EXERCISE »
Copy out every line of the listing below, reproducing each one precisely as it appears.

(Object location annotation data)
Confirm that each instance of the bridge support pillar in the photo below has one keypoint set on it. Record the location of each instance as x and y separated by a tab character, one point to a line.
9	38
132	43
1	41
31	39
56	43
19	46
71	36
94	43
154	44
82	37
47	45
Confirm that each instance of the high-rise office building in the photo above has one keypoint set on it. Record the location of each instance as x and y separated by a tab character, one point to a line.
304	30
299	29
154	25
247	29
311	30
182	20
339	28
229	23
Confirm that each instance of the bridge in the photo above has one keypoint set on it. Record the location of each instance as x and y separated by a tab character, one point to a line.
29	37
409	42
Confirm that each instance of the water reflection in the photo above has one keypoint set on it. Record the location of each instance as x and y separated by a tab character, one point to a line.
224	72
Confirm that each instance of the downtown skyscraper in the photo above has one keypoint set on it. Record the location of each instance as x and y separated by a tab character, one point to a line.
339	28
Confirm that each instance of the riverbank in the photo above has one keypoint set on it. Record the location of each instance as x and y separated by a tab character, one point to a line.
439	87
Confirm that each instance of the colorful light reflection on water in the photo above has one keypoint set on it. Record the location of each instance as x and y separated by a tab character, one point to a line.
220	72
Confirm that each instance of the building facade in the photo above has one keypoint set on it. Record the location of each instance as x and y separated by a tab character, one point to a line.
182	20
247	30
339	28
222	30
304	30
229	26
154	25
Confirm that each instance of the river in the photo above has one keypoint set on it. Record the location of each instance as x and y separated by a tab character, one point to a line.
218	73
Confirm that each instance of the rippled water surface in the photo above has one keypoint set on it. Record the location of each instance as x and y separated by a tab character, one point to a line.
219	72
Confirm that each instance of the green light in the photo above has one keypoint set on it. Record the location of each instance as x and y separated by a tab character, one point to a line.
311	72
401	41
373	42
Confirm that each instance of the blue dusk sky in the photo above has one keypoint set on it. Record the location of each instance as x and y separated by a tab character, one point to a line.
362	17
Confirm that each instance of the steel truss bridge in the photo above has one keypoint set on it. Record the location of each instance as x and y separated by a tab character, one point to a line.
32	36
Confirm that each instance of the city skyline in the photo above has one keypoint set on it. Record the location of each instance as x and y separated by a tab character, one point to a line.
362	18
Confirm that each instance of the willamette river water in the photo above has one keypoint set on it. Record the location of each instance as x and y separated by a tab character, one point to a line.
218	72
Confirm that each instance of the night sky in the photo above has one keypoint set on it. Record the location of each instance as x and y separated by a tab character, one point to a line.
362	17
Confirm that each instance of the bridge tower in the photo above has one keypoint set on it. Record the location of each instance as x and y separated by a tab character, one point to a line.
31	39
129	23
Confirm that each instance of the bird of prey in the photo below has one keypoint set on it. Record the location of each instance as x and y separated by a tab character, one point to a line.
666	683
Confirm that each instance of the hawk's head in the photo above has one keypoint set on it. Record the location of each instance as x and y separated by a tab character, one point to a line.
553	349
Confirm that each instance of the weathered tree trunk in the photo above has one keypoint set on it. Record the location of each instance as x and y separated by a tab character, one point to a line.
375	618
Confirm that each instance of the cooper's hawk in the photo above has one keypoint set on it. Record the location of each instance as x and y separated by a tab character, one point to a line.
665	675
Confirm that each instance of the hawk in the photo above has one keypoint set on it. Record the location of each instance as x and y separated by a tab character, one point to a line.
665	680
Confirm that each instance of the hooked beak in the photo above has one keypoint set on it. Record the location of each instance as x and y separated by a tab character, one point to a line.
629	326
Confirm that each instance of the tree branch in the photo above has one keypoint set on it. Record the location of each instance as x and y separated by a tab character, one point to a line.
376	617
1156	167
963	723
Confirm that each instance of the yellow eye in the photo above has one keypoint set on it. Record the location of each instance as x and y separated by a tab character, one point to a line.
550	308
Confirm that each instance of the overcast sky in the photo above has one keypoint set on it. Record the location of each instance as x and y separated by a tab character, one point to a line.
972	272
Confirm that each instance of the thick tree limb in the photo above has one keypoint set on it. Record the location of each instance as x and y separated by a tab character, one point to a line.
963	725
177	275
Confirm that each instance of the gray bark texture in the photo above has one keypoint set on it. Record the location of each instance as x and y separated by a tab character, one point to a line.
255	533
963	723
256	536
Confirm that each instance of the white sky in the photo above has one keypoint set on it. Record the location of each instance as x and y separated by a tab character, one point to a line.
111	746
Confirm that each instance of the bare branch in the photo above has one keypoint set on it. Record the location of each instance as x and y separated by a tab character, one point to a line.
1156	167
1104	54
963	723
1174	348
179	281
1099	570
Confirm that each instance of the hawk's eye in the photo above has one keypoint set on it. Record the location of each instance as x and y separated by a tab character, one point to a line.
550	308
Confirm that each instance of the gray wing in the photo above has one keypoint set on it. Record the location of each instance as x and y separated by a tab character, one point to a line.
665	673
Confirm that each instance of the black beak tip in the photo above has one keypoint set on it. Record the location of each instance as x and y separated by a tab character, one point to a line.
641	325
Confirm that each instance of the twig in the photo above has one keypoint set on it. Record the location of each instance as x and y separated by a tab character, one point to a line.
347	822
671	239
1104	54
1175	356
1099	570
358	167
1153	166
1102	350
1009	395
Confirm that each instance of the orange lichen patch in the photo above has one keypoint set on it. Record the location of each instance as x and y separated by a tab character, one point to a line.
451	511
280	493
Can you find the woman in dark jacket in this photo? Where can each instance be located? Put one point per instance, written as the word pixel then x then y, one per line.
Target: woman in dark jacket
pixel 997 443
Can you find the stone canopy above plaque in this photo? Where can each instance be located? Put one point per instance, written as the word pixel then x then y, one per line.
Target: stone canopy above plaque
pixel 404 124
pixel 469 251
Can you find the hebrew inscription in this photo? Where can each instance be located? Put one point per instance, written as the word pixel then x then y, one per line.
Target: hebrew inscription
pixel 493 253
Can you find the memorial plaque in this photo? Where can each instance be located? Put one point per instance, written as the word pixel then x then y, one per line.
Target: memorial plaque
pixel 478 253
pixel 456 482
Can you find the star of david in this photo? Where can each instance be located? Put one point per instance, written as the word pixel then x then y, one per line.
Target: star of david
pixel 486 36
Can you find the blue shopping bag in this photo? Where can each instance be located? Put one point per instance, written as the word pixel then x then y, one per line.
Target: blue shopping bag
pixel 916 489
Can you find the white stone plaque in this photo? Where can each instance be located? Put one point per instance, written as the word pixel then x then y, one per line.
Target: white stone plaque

RESULT »
Confirm that each instance of the bridge support pillar in the photo below has one keypoint set on it. Record the location of each instance as x and y separated by a tab character, one point to a line.
9	38
132	43
1	41
31	39
56	43
19	46
71	36
94	43
154	44
82	37
47	45
Confirm that each instance of the high-rise office building in the photo above has one keypoint set on it. Record the location of each instance as x and y separated by a tab character, one point to a line.
304	30
299	29
154	25
247	29
311	30
182	20
339	28
229	23
Confirm that each instance of the bridge in the photo above has one keypoint set on it. Record the location of each instance as x and y separated by a tab character, one point to a line.
29	37
409	42
Confirm that each instance of the water reflection in the photo above has one keypoint set on it. Record the location of each instance as x and y separated by a tab character, one point to a line.
224	72
Confirm that each instance of the downtown skyscraper in the photo above has one keypoint set on it. Record the location of each instance as x and y separated by a tab character, one point to a line.
339	28
Confirm that each instance of the riverbank in the photo above has one keypoint set on it. Record the location of each instance as x and y separated by a tab character, one point to a line.
439	87
Confirm that each instance of the colorful light reflection on water in the photo above has one keypoint set on it. Record the location of each instance as x and y separated by a tab character, one point to a line.
220	72
Confirm that each instance of the building facade in the photo above has one keypoint set on it. Record the location of each instance as x and y separated by a tab character, one point to a line.
182	20
247	30
339	28
222	30
304	30
229	26
154	25
Confirm that each instance of the river in the photo above has one keypoint set on it. Record the location of each instance as x and y separated by a tab character, one point to a line.
218	73
Confirm that each instance of the rippled water surface in the photo above has one keypoint set on it. Record the location of each instance as x and y separated by a tab character, one point to a line.
219	72
Confirm that each instance of the green light in the photo above has one keypoint set on it. Record the location of each instance as x and y separated by a tab character, one point to a line.
311	72
401	41
373	42
Confirm that each instance of the blue dusk sky in the photo above has one keypoint set on it. Record the location of each instance as x and y separated by a tab character, one point to a line.
362	17
Confirm that each instance of the steel truss bridge in the photo above has one keypoint set on it. Record the location of each instance as x and y separated by a tab character, one point to a line.
32	36
Confirm that each instance of the city skyline in the photo above has one keypoint set on it. Record the location of each instance as x and y separated by a tab character, one point to a line.
362	18
Confirm that each instance of the willamette river water in the photo above has one keypoint set on it. Record the location of each instance as x and y separated by a tab character, one point to a line.
218	72
Confirm that each instance of the night sky in the photo above has one keypoint set on it. Record the location of each instance as x and y separated by a tab character, one point to a line.
362	17
Confirm that each instance of the bridge tower in the photo above has one keypoint set on it. Record the location of each instance as x and y separated by a tab character, one point to a line.
31	39
129	23
Confirm that each instance of the bird of prey in the photo below has one keypoint set on it. Record the location of each instance as x and y separated by a tab character, one point to a line.
666	683
Confirm that each instance of the hawk's head in the photo above has one keypoint set on it. Record the location of each instance as x and y separated by a tab character, one point to a line.
553	349
Confirm that each instance of the weathered tree trunk in the photo above has one keypoint set on it. Record the location of each instance as x and y separated by a tab character, one point to a line.
375	618
Confirm that each instance of the cooper's hawk in the photo above has one keypoint set on it. Record the location of each instance as x and y separated by a tab character, one point to a line.
665	675
Confirm that each instance of the hawk in the photo above has one keypoint set on it. Record the location of each instance as x and y separated by a tab character, one point to a line.
665	680
Confirm that each instance of the hooked beak in the photo above has one keypoint set on it. Record the location of each instance as x and y separated by a tab character, one point to a line.
629	326
Confirm that each instance of the tree branch in the photo above has one keypoint set on it. Record the location of each instance as x and y separated by a tab character, one point to a line.
376	617
1156	167
963	723
Confirm that each instance of the yellow eye in the photo above has one keypoint set on it. Record the location of each instance as x and y separated by a tab character, one point to a line.
550	308
Confirm that each instance of the overcast sky in the photo above has one keypoint set on it. Record the location of each instance as x and y separated by a tab character, one point to a line.
972	272
Confirm that each instance of the thick tree limb in the photo above has one keypoint set on it. Record the location of each instance as x and y separated by a tab character, one point to a line.
963	725
177	275
Confirm that each instance of the gray bark texture in the photo above has one keypoint set on it. Record the location of each instance as x and y separated by a tab character, one point to a line.
255	533
963	723
256	536
Confirm that each instance of the white sky in the photo above has one keypoint set on it. Record the location of each instance as x and y separated by a tab character, one point to a line.
111	746
Confirm that each instance of the bare branch in the photo above has one keypoint set on it. Record the location of each instance as x and y separated by a tab character, one point to a line.
1156	167
1104	54
963	723
1174	348
179	281
1099	570
Confirm that each instance of the hawk's eye in the photo above has one keypoint set on it. Record the location of each instance as x and y separated by a tab character, one point to a line.
550	308
Confirm that each instance of the gray wing in the photo above has one keypoint set on it. Record the location of each instance as x and y separated by a tab character, one point to a line.
665	673
Confirm that each instance of the black beak tip in the photo above has one keypoint set on it. Record the location of each instance as x and y separated by a tab character, one point to a line.
641	325
Confirm that each instance of the twig in the photo above has one keypoint set on it. Record the location of each instance as x and y separated by a tab character, one point to a line.
347	822
671	239
1104	54
1175	356
1099	570
358	167
1153	166
1102	350
1009	395
Confirm that each instance of the orange lichen patch in the photo above has one keypoint set on it. Record the location of each instance as x and y separated by a tab character, one point to a line.
451	511
280	493
Can you find the woman in dark jacket in this photo? Where can each instance be located? Put one point per instance, written as the word pixel then x then y, one per line.
Target: woman in dark jacket
pixel 997 443
Can you find the stone canopy above plaque in this photo? Where can each instance be located? Put one point per instance, written as the word pixel then x then y, one per line.
Target: stone canopy above plaque
pixel 404 124
pixel 469 251
Can you find the hebrew inscription in this photo? Where can each instance be located? Put one point per instance, written as the word pixel then x then y, one per line.
Target: hebrew inscription
pixel 493 253
Can you find the memorial plaque in this photo? Where can each instance be located? Put one point per instance, written as the word pixel then x then y, one per line.
Target: memorial plaque
pixel 478 253
pixel 456 482
Can you find the star of david in this photo? Where can each instance be located? Put one point per instance, written as the word pixel then x then y, one per line.
Target: star of david
pixel 486 36
Can you find the blue shopping bag in this photo? Where can each instance be located? Put one point per instance, written as the word pixel then x then y, one per line.
Target: blue shopping bag
pixel 916 489
Can you find the white stone plaque in this photo? Where can each instance be located? Put one point per instance, written as the word pixel then x then y, one per line.
Target: white stone plaque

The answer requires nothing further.